# Information given:
----------------

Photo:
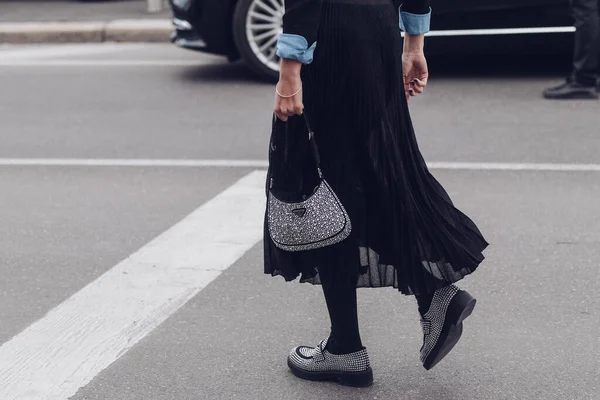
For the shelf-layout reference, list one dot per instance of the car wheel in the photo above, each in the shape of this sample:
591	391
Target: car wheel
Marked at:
256	28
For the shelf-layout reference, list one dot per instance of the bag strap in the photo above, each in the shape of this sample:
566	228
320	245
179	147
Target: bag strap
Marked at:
313	144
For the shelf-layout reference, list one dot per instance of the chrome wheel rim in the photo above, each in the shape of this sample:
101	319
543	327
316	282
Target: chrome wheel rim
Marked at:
264	23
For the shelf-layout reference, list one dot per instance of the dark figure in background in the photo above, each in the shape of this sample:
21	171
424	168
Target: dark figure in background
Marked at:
583	82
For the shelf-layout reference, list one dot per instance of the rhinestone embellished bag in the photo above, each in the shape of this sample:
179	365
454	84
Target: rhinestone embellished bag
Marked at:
319	220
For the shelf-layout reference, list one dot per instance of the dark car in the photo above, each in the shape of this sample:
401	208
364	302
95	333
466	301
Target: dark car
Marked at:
249	28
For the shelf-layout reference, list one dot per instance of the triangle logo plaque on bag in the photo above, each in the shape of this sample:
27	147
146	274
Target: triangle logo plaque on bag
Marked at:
299	212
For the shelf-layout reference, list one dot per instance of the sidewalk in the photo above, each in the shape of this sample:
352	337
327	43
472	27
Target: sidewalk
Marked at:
60	21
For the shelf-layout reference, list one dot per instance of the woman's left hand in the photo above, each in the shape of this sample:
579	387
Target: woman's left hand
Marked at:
415	73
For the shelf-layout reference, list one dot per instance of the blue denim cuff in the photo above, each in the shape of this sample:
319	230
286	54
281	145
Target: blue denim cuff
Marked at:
415	24
295	47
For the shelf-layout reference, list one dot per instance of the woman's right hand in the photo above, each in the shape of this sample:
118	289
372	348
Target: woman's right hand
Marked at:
289	83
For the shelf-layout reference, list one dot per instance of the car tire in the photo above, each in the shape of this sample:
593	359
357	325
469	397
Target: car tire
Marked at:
245	47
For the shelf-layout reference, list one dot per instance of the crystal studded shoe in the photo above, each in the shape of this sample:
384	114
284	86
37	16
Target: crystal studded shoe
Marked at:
442	323
318	364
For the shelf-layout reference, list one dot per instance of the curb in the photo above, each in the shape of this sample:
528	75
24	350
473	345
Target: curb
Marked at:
123	30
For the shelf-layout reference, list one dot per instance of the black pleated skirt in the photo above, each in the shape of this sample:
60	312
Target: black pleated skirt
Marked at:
406	232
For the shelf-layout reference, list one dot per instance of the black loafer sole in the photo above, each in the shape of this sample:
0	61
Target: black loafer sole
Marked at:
460	307
355	379
591	94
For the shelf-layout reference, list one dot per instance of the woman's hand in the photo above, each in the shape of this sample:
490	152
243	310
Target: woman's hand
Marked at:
414	65
289	83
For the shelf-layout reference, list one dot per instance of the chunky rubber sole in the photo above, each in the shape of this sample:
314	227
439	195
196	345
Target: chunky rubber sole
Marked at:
460	307
355	379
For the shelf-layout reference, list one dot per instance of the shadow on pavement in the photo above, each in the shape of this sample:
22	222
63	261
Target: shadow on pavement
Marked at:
221	72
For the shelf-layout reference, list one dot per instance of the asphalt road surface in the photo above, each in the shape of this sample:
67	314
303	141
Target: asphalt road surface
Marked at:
130	249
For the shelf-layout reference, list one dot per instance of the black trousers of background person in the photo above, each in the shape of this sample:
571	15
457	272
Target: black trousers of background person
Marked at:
586	57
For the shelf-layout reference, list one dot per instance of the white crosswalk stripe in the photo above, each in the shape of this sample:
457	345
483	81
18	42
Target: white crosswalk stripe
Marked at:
64	350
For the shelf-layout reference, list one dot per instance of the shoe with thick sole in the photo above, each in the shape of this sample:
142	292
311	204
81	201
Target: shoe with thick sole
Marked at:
570	90
443	324
318	364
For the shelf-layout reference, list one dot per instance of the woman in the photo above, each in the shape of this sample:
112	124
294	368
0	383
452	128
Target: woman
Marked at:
343	66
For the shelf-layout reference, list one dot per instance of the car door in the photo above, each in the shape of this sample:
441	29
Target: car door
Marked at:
499	14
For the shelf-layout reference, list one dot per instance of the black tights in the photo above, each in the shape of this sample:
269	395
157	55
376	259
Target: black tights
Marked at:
343	312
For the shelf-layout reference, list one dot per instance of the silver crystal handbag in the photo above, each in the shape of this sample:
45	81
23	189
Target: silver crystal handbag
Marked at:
317	221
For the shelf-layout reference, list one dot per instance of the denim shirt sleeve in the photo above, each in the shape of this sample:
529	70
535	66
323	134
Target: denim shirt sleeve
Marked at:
415	24
295	47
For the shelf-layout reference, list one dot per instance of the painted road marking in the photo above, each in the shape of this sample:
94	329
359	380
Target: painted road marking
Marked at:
23	53
102	63
216	163
75	341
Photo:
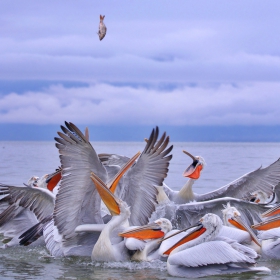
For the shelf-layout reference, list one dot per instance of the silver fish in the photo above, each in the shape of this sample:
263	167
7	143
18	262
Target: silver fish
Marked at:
102	28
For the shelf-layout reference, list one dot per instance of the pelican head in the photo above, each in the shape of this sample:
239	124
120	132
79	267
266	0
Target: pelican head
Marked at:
232	218
164	224
193	171
229	213
32	182
114	204
206	229
259	197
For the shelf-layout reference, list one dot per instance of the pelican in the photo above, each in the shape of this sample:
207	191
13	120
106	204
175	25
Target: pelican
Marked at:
75	225
202	252
270	233
184	215
265	180
16	216
144	240
193	173
232	218
110	246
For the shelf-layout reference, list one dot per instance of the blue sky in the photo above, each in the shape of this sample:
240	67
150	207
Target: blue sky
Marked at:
201	69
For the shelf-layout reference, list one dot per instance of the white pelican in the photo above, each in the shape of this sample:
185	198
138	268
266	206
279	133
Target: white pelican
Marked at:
270	233
202	252
144	240
184	215
265	180
77	205
111	245
233	218
16	216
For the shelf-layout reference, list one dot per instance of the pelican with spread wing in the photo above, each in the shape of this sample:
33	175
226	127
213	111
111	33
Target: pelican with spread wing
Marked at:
22	207
75	225
203	251
263	180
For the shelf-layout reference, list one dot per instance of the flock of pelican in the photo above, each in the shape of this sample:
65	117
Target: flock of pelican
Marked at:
114	208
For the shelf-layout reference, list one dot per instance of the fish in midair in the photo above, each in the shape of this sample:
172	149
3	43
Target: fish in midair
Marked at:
102	28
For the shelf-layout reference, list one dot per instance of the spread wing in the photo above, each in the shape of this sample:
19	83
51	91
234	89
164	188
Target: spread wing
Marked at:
188	214
77	201
213	252
37	200
113	159
264	179
138	189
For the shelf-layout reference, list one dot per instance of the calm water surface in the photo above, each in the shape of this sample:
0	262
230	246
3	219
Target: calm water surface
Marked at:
225	162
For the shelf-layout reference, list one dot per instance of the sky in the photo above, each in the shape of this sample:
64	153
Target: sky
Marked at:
203	70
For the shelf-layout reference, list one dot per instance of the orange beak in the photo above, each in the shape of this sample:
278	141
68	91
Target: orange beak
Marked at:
238	223
53	179
272	211
193	171
199	230
269	224
112	185
106	195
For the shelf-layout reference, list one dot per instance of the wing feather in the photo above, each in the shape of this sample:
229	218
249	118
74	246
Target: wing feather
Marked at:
139	182
213	252
264	179
39	201
77	201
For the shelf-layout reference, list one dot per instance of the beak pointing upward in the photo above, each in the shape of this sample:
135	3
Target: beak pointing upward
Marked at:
106	195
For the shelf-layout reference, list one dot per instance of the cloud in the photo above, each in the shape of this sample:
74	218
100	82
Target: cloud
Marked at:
104	104
197	41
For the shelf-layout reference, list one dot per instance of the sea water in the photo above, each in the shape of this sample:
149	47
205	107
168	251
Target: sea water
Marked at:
225	163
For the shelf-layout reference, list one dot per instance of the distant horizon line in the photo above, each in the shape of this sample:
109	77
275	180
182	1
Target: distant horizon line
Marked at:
137	133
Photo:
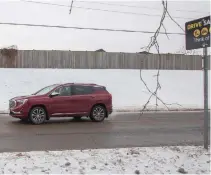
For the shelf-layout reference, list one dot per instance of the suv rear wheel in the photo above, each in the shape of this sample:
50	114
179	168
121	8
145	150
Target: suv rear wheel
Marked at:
37	115
98	113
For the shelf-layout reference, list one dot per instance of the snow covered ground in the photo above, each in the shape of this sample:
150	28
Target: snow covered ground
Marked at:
129	93
153	160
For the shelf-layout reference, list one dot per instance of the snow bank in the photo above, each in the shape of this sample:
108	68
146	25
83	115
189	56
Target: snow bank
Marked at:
129	93
157	160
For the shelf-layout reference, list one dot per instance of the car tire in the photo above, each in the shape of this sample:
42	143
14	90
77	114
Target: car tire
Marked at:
24	120
37	115
98	113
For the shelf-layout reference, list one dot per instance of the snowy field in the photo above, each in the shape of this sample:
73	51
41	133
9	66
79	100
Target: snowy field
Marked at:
154	160
129	93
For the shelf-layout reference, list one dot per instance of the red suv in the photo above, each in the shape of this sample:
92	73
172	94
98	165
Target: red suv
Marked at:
63	100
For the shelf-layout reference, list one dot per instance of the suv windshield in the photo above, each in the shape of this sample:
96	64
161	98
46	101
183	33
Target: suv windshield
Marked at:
46	90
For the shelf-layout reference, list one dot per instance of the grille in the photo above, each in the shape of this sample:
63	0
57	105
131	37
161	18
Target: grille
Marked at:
12	103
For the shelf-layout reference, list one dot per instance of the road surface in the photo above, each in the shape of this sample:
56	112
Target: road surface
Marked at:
120	130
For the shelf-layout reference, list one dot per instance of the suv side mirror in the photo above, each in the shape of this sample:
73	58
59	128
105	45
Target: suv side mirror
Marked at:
53	94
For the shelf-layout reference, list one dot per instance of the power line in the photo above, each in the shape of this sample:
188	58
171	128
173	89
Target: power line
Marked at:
86	28
142	7
97	9
71	6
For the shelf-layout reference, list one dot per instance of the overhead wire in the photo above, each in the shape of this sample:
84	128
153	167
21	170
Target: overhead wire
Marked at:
141	7
99	9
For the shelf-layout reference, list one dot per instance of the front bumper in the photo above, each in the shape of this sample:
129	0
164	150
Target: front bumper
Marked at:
19	112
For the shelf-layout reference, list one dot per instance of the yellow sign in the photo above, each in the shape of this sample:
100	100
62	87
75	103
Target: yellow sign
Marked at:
194	25
204	31
196	33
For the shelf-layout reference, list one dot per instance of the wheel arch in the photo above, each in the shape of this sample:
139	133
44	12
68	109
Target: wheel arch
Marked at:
40	105
100	104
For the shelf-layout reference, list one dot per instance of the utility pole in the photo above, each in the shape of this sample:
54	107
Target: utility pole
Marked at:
206	101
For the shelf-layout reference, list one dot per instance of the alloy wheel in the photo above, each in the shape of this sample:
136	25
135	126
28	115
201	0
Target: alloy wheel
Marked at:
38	115
98	113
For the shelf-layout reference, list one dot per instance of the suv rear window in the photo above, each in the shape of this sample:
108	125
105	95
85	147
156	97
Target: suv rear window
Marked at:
99	88
81	90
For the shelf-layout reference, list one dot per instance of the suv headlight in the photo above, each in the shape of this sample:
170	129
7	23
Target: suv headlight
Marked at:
21	102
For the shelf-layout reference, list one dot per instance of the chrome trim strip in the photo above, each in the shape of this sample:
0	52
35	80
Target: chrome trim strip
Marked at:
16	112
68	113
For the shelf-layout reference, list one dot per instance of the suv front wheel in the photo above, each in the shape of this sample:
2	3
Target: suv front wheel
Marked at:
37	115
98	113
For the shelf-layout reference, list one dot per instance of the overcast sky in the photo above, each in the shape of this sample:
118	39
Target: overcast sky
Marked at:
70	39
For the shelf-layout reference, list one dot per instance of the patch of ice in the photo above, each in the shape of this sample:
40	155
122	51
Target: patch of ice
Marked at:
145	160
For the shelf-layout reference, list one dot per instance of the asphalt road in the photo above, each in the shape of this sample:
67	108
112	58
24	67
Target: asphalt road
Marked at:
120	130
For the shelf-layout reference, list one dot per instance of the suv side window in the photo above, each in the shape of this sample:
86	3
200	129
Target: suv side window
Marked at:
64	91
81	90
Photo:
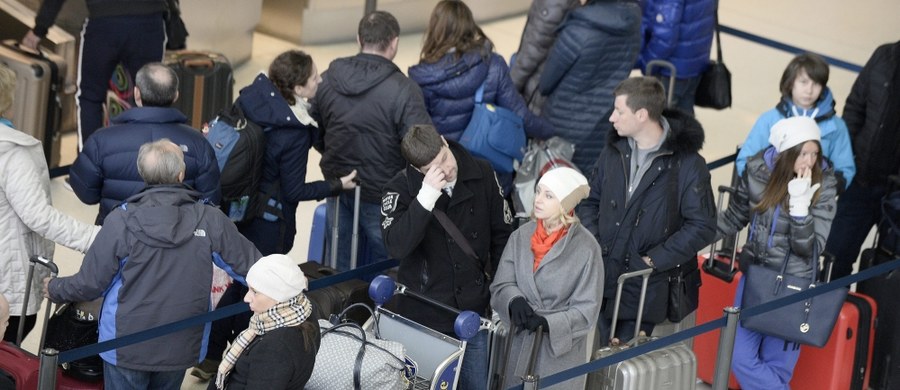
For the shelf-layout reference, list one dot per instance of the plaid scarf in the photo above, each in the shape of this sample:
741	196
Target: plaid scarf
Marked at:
285	314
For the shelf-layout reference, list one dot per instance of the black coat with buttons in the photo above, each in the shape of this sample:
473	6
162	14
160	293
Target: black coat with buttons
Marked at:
668	221
430	261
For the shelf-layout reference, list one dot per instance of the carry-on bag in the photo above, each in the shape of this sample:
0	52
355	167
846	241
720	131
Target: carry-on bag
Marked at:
671	367
206	84
36	108
22	366
844	362
720	276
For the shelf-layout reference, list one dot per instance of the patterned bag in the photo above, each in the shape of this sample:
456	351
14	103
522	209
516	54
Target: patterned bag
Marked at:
350	358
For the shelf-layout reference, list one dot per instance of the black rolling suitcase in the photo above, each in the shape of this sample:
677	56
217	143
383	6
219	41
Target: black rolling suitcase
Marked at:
206	84
36	108
885	289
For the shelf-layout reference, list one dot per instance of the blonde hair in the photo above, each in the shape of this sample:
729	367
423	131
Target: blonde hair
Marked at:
7	88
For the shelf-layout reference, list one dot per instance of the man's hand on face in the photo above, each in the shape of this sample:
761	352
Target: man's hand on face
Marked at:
434	178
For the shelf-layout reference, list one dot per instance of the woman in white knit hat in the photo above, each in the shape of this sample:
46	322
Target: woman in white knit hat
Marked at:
787	195
551	275
278	350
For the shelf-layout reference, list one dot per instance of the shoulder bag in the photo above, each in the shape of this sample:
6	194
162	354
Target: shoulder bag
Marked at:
808	322
714	90
495	134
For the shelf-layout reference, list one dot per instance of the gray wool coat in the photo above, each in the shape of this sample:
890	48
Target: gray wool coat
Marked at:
566	289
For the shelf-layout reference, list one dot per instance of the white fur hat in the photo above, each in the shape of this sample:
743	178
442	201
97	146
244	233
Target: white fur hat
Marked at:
569	186
793	131
278	277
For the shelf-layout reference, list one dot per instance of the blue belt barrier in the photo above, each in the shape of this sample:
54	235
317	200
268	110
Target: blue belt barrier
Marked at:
630	353
230	310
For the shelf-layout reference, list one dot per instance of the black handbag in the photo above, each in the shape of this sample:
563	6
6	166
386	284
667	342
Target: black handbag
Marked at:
684	291
714	90
808	322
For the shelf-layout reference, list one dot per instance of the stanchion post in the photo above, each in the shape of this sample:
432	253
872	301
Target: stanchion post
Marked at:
726	348
47	370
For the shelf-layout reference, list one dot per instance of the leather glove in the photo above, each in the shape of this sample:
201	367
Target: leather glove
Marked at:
536	321
519	311
801	196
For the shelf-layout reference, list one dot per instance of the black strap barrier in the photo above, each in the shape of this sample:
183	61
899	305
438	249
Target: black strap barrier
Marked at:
595	365
230	310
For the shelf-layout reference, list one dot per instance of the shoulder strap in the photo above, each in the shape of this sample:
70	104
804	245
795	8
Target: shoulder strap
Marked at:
454	232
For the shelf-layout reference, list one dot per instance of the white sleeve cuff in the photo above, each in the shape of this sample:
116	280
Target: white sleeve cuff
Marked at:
428	196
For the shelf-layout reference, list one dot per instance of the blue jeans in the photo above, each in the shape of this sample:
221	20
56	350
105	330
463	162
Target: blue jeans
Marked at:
858	209
473	374
759	361
371	246
685	91
119	378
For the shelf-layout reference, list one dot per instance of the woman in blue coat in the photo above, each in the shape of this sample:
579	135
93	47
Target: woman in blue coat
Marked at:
597	47
456	59
278	104
804	93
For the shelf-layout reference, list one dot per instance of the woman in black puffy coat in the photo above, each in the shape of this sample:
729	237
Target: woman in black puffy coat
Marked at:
456	59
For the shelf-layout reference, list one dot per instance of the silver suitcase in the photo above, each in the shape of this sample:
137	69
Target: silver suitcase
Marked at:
672	367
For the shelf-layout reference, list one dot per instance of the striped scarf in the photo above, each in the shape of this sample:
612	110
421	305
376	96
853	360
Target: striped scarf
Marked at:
285	314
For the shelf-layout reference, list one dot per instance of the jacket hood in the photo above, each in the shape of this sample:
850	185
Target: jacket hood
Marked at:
823	110
10	137
471	66
606	17
149	115
355	75
263	104
685	133
164	216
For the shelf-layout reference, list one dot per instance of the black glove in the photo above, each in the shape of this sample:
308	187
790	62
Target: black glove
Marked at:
535	321
519	311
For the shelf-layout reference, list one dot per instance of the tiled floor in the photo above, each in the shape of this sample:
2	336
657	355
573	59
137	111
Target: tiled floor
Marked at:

----------------

# Assignment:
Scan the material above for lines holding "buttons" and copy each of them.

# Written answer:
For the shelf-layout reference, list one dot per instance of the black coat with buttons in the photo above, each in the shape of this sample:
Target: black coat with buttons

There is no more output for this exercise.